# SOURCE RECORDS
▬▬▬▬▬▬▬▬▬▬
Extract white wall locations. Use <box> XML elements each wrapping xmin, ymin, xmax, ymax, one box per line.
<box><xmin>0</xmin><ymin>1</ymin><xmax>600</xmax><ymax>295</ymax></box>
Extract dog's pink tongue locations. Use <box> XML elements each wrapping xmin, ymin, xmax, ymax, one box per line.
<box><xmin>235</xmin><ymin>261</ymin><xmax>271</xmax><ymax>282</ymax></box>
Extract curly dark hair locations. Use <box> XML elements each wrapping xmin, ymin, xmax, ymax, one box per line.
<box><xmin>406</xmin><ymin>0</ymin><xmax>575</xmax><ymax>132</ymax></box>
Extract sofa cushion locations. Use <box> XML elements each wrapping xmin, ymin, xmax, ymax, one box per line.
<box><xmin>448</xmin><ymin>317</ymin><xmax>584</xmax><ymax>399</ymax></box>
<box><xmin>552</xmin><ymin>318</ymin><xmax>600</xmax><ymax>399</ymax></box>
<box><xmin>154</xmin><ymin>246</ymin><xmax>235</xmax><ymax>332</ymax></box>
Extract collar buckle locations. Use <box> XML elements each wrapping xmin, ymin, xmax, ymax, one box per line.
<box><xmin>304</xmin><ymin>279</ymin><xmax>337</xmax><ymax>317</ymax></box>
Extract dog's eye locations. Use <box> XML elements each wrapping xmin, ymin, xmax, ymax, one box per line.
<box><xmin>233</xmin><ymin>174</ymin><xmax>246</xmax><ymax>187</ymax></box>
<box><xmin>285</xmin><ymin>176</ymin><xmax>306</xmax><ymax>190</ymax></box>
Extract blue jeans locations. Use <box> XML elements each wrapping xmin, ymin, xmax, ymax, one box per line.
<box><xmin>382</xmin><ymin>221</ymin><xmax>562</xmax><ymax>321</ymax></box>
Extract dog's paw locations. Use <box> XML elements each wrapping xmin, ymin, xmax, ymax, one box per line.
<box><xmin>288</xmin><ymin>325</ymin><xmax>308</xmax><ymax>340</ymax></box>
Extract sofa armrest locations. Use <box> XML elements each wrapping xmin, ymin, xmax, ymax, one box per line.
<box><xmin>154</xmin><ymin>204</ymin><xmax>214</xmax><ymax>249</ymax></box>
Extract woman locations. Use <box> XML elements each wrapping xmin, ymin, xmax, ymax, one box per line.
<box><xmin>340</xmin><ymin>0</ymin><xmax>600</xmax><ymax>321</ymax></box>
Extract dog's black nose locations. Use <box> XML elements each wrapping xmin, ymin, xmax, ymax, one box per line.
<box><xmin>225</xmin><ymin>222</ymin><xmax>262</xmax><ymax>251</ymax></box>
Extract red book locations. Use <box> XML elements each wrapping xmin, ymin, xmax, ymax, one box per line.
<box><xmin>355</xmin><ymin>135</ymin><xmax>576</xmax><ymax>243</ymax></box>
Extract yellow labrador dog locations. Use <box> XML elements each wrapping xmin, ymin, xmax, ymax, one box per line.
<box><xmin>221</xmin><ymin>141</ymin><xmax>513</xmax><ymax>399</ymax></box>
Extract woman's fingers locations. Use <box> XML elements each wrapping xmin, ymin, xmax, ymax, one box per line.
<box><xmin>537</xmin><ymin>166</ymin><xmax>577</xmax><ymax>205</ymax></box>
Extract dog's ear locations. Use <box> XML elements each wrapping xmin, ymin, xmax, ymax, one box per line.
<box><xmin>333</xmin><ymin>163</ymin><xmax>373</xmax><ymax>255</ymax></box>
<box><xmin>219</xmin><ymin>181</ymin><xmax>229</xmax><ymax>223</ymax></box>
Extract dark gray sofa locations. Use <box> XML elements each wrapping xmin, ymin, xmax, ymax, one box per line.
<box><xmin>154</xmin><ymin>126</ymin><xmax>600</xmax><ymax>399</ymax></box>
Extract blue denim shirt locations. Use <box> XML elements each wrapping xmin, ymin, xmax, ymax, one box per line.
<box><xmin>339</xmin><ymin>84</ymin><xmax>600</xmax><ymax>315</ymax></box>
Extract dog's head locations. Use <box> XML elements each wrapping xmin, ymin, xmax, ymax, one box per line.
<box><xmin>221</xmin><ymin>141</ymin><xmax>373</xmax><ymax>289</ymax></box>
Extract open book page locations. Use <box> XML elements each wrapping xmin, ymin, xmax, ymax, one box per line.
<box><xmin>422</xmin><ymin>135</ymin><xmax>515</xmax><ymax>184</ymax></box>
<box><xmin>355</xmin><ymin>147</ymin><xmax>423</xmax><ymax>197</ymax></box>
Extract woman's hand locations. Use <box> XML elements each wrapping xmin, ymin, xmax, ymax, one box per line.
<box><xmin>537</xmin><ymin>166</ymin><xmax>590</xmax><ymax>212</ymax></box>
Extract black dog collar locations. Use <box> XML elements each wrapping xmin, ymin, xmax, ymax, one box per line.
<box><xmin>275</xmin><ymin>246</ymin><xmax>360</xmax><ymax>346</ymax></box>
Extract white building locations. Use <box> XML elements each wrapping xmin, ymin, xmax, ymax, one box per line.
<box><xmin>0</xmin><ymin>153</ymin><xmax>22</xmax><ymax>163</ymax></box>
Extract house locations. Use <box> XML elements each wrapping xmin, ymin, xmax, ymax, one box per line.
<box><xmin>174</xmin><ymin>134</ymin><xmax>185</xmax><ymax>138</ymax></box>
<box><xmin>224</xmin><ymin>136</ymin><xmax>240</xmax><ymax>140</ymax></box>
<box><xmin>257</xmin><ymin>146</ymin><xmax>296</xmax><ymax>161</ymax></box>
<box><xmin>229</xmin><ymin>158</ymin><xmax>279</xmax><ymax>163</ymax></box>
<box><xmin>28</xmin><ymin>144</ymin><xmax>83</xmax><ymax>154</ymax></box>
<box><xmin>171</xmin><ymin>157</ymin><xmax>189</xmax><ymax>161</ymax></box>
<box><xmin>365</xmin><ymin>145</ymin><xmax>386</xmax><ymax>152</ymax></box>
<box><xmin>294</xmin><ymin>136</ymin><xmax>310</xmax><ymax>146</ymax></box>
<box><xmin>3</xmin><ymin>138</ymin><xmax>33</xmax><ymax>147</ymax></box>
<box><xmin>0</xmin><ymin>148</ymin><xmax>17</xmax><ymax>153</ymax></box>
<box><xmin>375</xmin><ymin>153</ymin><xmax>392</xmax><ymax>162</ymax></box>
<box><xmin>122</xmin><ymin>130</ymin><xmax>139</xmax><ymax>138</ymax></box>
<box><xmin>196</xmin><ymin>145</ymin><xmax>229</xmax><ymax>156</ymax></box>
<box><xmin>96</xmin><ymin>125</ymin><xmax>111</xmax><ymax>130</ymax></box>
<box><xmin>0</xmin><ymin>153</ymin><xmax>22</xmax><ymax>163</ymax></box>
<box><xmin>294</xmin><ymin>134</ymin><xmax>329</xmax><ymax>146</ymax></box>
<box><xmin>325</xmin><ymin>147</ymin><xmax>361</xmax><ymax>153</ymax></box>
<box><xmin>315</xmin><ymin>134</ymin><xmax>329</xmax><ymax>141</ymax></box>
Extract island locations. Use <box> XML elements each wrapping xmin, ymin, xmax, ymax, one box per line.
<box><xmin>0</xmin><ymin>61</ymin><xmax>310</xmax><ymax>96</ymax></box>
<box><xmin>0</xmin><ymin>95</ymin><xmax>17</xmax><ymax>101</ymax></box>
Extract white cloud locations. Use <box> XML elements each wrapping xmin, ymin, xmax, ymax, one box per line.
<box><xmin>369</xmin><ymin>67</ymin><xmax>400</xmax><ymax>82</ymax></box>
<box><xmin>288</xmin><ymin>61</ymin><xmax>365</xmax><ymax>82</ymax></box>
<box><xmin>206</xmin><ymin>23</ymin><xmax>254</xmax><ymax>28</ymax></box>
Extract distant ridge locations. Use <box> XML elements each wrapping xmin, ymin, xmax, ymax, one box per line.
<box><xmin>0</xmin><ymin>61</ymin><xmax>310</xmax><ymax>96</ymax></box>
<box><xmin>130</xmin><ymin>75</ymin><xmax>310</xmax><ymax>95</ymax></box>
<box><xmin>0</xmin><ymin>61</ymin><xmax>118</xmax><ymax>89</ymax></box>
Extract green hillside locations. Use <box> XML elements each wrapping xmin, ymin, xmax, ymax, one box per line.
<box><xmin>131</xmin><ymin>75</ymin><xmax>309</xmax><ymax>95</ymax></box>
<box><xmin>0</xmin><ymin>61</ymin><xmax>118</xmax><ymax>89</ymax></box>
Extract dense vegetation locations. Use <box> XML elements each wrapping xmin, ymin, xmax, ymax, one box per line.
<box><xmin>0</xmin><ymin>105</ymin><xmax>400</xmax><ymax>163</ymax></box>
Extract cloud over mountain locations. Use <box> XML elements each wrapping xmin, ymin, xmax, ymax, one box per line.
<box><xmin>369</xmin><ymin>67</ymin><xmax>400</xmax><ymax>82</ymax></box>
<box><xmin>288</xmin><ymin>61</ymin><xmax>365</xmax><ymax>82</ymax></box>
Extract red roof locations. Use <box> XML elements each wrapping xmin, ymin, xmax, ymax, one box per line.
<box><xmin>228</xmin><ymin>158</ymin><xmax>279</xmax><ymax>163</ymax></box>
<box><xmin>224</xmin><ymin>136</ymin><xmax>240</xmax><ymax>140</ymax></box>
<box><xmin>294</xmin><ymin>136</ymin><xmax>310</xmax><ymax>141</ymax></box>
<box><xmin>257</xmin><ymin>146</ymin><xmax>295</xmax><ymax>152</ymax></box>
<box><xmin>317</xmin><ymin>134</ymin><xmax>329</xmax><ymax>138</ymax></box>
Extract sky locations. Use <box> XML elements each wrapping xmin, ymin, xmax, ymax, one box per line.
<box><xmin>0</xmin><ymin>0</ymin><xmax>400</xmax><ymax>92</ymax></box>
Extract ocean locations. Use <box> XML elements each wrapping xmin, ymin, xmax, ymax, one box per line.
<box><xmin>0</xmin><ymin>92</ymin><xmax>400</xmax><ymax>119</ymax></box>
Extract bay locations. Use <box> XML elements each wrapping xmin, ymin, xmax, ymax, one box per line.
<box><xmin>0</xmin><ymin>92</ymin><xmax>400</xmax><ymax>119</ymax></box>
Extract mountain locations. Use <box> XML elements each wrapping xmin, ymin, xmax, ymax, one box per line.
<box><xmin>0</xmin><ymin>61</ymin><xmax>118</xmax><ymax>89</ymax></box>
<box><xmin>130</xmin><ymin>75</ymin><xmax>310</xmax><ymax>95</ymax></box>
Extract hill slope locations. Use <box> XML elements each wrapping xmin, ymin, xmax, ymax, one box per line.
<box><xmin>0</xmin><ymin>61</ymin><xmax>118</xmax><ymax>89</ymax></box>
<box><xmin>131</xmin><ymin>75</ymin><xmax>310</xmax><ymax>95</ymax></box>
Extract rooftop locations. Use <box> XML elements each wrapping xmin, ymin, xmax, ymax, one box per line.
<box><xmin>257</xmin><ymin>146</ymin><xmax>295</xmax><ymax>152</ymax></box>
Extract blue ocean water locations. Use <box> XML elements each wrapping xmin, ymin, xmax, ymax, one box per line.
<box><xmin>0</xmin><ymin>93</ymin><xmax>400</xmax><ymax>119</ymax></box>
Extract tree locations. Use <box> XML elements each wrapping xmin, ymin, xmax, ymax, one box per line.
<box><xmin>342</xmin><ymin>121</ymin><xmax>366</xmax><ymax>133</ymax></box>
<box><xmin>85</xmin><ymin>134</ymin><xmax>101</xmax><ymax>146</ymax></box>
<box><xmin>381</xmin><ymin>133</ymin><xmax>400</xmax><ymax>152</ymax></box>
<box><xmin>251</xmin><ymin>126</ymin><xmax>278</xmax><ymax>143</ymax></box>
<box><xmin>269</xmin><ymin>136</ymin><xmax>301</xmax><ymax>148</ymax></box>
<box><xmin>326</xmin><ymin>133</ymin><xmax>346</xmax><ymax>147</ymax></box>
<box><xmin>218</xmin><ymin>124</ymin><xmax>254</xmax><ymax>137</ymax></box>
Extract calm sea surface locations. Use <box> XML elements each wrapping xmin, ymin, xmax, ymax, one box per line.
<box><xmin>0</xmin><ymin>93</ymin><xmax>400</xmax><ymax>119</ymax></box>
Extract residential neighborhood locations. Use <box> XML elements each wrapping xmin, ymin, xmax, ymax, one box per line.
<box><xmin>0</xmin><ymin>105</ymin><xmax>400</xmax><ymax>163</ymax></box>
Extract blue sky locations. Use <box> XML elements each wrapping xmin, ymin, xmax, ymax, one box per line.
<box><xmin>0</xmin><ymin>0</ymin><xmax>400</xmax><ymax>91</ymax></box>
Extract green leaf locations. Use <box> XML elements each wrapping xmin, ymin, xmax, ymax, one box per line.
▬▬▬▬▬▬▬▬▬▬
# EXERCISE DESCRIPTION
How many lines in the records above contain the word "cloud", matching case exactly? Give only the number.

# RESPONSE
2